How to complete this task: Going down the data below, set down exactly the line with "positive clicks: (88, 118)" and each line after it through the line with "17L210 19L214 39L187"; no other lines.

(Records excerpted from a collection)
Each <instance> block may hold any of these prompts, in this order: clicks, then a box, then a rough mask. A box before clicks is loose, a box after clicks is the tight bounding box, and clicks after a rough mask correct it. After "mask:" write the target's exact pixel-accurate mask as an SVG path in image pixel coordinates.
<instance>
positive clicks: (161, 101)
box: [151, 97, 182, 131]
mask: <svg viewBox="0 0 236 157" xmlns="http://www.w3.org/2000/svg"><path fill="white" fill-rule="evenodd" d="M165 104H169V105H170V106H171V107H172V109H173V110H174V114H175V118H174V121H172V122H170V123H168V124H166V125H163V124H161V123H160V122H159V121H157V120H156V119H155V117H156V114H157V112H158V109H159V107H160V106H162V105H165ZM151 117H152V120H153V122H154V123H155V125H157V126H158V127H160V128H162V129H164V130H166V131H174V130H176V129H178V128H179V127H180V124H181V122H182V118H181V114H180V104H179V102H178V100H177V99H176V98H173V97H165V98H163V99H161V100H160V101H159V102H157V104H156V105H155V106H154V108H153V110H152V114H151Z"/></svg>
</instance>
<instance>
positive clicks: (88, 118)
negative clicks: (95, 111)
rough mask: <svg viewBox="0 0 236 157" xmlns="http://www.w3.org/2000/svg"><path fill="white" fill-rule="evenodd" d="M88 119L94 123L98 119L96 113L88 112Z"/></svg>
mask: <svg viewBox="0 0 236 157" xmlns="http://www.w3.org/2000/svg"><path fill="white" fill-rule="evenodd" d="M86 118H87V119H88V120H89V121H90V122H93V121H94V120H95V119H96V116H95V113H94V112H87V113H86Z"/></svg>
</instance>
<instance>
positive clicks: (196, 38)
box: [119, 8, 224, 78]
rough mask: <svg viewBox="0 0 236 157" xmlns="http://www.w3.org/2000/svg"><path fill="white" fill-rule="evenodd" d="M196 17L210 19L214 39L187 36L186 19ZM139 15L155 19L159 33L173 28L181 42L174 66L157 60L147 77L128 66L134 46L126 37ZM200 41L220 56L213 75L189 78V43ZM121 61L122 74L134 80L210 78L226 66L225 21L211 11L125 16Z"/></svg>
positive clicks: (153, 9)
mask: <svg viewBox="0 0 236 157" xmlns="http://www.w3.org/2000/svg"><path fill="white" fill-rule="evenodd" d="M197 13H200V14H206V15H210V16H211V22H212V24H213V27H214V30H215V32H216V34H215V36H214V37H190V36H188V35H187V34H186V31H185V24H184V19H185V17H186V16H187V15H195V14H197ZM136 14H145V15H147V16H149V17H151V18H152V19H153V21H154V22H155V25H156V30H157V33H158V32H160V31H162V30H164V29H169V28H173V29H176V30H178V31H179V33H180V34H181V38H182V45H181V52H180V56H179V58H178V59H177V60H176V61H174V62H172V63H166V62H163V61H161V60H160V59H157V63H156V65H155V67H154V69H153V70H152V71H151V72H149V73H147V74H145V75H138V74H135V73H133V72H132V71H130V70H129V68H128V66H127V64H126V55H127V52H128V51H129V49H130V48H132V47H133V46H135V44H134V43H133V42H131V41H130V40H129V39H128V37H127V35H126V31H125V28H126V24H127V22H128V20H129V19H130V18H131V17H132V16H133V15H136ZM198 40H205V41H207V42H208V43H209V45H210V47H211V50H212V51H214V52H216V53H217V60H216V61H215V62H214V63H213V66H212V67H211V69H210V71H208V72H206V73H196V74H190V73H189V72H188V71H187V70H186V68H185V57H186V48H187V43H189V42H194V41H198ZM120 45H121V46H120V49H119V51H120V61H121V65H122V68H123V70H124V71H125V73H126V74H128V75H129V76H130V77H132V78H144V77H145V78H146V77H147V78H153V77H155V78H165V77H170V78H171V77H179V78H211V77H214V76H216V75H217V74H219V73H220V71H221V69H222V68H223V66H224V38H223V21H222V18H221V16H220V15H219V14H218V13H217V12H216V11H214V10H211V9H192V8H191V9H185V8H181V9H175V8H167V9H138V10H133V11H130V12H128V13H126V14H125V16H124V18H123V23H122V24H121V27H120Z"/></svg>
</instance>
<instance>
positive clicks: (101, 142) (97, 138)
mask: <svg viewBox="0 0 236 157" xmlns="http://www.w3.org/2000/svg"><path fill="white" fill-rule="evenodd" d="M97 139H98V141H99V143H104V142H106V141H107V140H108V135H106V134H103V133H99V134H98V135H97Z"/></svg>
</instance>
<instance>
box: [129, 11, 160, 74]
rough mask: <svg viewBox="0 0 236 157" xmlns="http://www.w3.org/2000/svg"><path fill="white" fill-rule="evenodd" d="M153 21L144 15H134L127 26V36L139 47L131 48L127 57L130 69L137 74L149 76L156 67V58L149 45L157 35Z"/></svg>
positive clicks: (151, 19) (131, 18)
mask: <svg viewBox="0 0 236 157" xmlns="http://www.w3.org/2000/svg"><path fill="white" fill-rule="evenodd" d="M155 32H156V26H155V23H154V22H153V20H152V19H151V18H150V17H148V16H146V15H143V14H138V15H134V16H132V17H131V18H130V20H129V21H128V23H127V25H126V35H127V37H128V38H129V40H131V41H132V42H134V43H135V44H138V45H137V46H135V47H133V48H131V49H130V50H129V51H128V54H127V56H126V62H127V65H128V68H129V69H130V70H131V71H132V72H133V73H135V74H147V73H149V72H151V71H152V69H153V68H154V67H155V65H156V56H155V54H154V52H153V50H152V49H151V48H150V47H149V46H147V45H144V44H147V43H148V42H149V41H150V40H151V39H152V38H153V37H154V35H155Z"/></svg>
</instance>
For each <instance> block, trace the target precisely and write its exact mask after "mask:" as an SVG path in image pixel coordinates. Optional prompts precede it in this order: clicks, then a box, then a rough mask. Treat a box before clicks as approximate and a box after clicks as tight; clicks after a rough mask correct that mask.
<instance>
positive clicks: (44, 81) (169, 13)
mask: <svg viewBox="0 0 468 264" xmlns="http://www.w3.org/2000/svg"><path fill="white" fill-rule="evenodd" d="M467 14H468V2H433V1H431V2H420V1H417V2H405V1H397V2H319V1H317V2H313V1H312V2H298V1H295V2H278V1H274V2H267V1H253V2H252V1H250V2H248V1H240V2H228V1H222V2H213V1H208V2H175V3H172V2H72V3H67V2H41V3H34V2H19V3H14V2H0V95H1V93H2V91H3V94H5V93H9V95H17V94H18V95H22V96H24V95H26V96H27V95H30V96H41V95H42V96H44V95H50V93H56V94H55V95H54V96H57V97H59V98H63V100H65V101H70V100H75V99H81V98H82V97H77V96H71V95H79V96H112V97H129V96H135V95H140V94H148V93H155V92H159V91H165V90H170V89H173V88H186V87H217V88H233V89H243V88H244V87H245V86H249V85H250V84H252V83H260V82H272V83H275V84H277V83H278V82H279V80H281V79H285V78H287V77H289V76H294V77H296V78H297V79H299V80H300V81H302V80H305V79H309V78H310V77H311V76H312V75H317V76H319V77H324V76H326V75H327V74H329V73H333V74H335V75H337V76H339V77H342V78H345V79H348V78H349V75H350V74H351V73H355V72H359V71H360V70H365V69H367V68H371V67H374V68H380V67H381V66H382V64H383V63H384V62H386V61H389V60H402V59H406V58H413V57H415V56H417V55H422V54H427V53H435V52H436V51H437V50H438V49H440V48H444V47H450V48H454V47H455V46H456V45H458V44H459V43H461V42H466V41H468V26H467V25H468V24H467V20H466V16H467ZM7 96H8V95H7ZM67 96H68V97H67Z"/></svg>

Result for this task:
positive clicks: (88, 118)
negative clicks: (95, 111)
rough mask: <svg viewBox="0 0 236 157" xmlns="http://www.w3.org/2000/svg"><path fill="white" fill-rule="evenodd" d="M88 119L94 123L98 119L96 113L88 112Z"/></svg>
mask: <svg viewBox="0 0 236 157" xmlns="http://www.w3.org/2000/svg"><path fill="white" fill-rule="evenodd" d="M86 118H87V119H88V120H89V121H90V122H93V121H94V120H95V119H96V116H95V113H94V112H87V113H86Z"/></svg>
</instance>
<instance>
positive clicks: (196, 38)
box: [119, 8, 224, 78]
rough mask: <svg viewBox="0 0 236 157" xmlns="http://www.w3.org/2000/svg"><path fill="white" fill-rule="evenodd" d="M196 17L210 19L214 39L187 36L186 19ZM139 15L155 19L159 33L173 28L181 42L174 66L157 60L147 77L128 66L134 46L126 37ZM200 41L220 56L213 75L189 78V43ZM121 61L122 74L134 80L210 78L226 66L225 21L211 11L125 16Z"/></svg>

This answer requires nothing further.